* [Kaynak Metin]
####################
Görevzede Ordusu İstemiyoruz!

TTB’nin deprem bölgesindeki koordinasyon merkezlerinde değişik dönemlerde görev almış hekimler, TTB Merkez Konseyi ve Merkez Yürütme Kurulu üyeleri 2 Ekim 1999’da İzmir’de biraraya gelerek deprem bölgesindeki son durumu değerlendirdi. TTB’nin Marmara depremi sonrası yürüttüğü çalışmalar, bölgedeki sağlık alanında yaşanan sorunlar, sağlıkçıların içinde bulunduğu koşullar ve gelecek dönem faaliyetlerinin tartışıldığı toplantı İzmir Tabip Odası’nda gerçekleşti.

tp51-9.GIF (25043 bytes)                                   tp51-2.GIF (22270 bytes)
####################
* [Saklanan Kayıtlar]
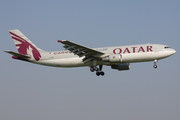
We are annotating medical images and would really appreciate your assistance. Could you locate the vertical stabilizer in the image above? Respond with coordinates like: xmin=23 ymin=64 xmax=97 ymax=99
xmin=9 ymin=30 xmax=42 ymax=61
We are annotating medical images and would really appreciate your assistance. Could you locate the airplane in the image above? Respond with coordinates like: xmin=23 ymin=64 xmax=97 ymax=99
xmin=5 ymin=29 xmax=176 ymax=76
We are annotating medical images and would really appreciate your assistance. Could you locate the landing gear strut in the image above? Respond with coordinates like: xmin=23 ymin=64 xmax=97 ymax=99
####################
Kaynak metinde "TTB’nin deprem bölgesindeki" ile "Tabip Odası’nda gerçekleşti." arasında kalan bölümü, bu iki ifade de dahil olmak üzere, hiçbir değişiklik yapmadan yeniden yazın.

TTB’nin deprem bölgesindeki koordinasyon merkezlerinde değişik dönemlerde görev almış hekimler, TTB Merkez Konseyi ve Merkez Yürütme Kurulu üyeleri 2 Ekim 1999’da İzmir’de biraraya gelerek deprem bölgesindeki son durumu değerlendirdi. TTB’nin Marmara depremi sonrası yürüttüğü çalışmalar, bölgedeki sağlık alanında yaşanan sorunlar, sağlıkçıların içinde bulunduğu koşullar ve gelecek dönem faaliyetlerinin tartışıldığı toplantı İzmir Tabip Odası’nda gerçekleşti.